*Required work*. An exact copy of all the data, minus the images, is required.

++++ The records

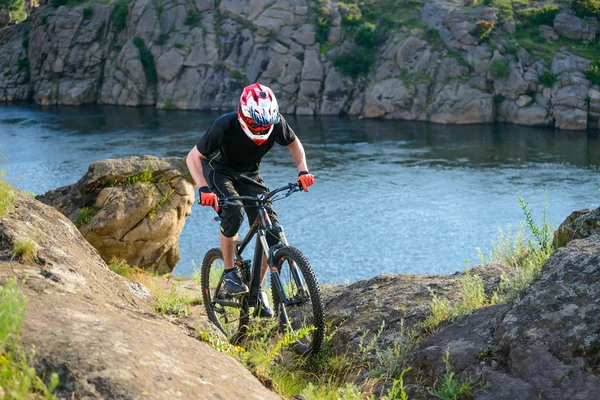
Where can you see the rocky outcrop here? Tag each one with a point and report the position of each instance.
(545, 342)
(97, 330)
(199, 54)
(578, 225)
(132, 209)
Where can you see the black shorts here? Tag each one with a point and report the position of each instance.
(227, 183)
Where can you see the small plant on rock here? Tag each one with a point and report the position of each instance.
(7, 196)
(499, 68)
(23, 250)
(593, 73)
(483, 29)
(547, 79)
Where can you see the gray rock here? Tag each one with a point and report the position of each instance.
(524, 100)
(573, 27)
(566, 61)
(548, 33)
(312, 69)
(512, 86)
(578, 225)
(335, 93)
(169, 64)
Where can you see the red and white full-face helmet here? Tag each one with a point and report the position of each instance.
(258, 112)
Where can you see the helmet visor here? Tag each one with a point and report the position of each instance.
(256, 128)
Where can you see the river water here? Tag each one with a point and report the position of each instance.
(389, 197)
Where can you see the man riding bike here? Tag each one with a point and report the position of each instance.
(226, 161)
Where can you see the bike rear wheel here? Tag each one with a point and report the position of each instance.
(301, 312)
(229, 313)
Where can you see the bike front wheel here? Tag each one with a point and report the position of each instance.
(297, 301)
(228, 313)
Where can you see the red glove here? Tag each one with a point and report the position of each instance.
(305, 179)
(208, 198)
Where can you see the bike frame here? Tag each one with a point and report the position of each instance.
(259, 227)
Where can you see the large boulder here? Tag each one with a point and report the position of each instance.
(578, 225)
(131, 208)
(545, 342)
(97, 330)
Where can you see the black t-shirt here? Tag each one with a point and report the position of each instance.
(226, 144)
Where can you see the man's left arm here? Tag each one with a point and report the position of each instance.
(305, 178)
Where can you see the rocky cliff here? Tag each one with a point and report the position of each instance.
(437, 60)
(98, 331)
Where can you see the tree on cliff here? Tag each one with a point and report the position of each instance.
(16, 8)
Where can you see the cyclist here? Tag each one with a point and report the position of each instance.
(226, 162)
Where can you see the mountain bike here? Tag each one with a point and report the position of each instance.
(295, 290)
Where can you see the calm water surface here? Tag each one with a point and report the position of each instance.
(389, 197)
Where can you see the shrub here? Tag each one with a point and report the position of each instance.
(323, 24)
(147, 61)
(483, 29)
(85, 215)
(23, 249)
(593, 73)
(355, 63)
(366, 35)
(586, 8)
(511, 49)
(547, 79)
(499, 68)
(539, 16)
(162, 39)
(119, 15)
(352, 15)
(7, 196)
(191, 18)
(88, 12)
(17, 379)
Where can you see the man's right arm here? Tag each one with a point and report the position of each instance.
(194, 163)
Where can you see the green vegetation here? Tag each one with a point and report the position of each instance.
(23, 250)
(88, 13)
(16, 8)
(593, 73)
(18, 380)
(147, 61)
(586, 8)
(121, 267)
(158, 206)
(534, 17)
(7, 196)
(526, 252)
(236, 74)
(192, 18)
(356, 63)
(499, 68)
(145, 176)
(162, 39)
(85, 215)
(547, 79)
(398, 390)
(450, 387)
(119, 15)
(483, 29)
(171, 303)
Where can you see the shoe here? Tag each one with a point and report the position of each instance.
(263, 310)
(233, 282)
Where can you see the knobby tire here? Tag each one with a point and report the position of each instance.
(299, 316)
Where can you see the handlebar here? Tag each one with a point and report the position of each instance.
(263, 198)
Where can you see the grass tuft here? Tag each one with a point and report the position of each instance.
(18, 380)
(7, 196)
(23, 250)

++++++++

*Exercise answer*.
Where can you see the rocky outcrop here? Tag each one with a point and report the position of each instance.
(545, 342)
(97, 330)
(199, 54)
(578, 225)
(132, 209)
Where can you see the black shorts here? Tag each one with a point and report the position of each instance.
(227, 183)
Where can you see the small plant on rock here? Tag each one with a point and report the position of each instance.
(7, 196)
(499, 68)
(23, 250)
(593, 73)
(483, 29)
(547, 79)
Where can you see the gray rock here? Tag each one with a point and report the position of each instance.
(524, 100)
(573, 27)
(566, 61)
(548, 33)
(312, 69)
(512, 86)
(578, 225)
(335, 93)
(169, 64)
Where can you see the red and white full-face helmet here? Tag each one with a point and report the position of each instance.
(258, 112)
Where can you see the helmet visor here? Tag each one with a point and report the position of each instance.
(256, 128)
Where can you see the river water here? Tag each one with a point and report the position of each instance.
(389, 197)
Where can you see the man riding bike here? Tag each one with a point and report the position of each instance.
(226, 161)
Where can you see the bike rear wheel here? Tag each one with a point and report the position of each instance.
(301, 312)
(229, 313)
Where can you see the bike front wheel here? Tag each one with a point and report the position of each instance.
(297, 301)
(228, 313)
Where can you see the red glove here? Tag each one with a point and report the position of each instance.
(305, 179)
(208, 198)
Where can you see the bike frame here? Tag each one with a point and report the position of each instance.
(259, 227)
Where can you see the large boulder here? Tag each one with a point and report the position of each instance.
(578, 225)
(131, 208)
(545, 342)
(97, 330)
Where can you see the black t-shirt here? Tag each one with a point and report the position of each instance.
(226, 144)
Where can you see the man's left arm here? Tag each one with a point and report the position of each instance.
(305, 178)
Where can you see the rocky cliff here? Tag each one with a point and report the position of each instance.
(437, 60)
(98, 331)
Where can you see the tree on cliff here? Tag each one with a point and report the position of each instance.
(16, 8)
Where can you see the cyclist here? Tag each one with a point and report the position of each instance.
(226, 162)
Where can you see the mountain bike here? Tag each one with a point and report the position of each instance.
(295, 290)
Where can you see the calm water surface here? Tag each one with a point and report the position of each instance.
(389, 197)
Where can you see the shrub here? Tag each one with a point and report the position of each instance.
(323, 24)
(147, 61)
(483, 29)
(85, 215)
(23, 249)
(593, 73)
(355, 63)
(366, 35)
(586, 8)
(511, 49)
(547, 79)
(499, 68)
(539, 16)
(162, 39)
(119, 15)
(352, 15)
(7, 196)
(191, 18)
(88, 12)
(17, 379)
Where can you see the man's right arm here? Tag each one with a point and report the position of each instance.
(194, 163)
Where can you see the green vegetation here? Tag each one with a point and report the position of each instance.
(23, 250)
(88, 13)
(16, 8)
(593, 73)
(18, 380)
(147, 61)
(586, 8)
(121, 267)
(158, 206)
(534, 17)
(7, 196)
(526, 252)
(236, 74)
(192, 18)
(356, 63)
(499, 68)
(145, 176)
(162, 39)
(85, 215)
(547, 79)
(398, 390)
(450, 387)
(119, 15)
(483, 29)
(171, 303)
Where can you see the shoe here? Tag each one with a point and report the position of each instance.
(263, 310)
(233, 282)
Where can you see the knobby tire here? Tag each one with a point and report the position of each instance.
(299, 316)
Where can you see the handlebar here? Tag each one with a point and report the position of each instance.
(263, 198)
Where can you see the grass tuft here? Tag each one with a point and report the position of each instance.
(18, 380)
(7, 196)
(23, 250)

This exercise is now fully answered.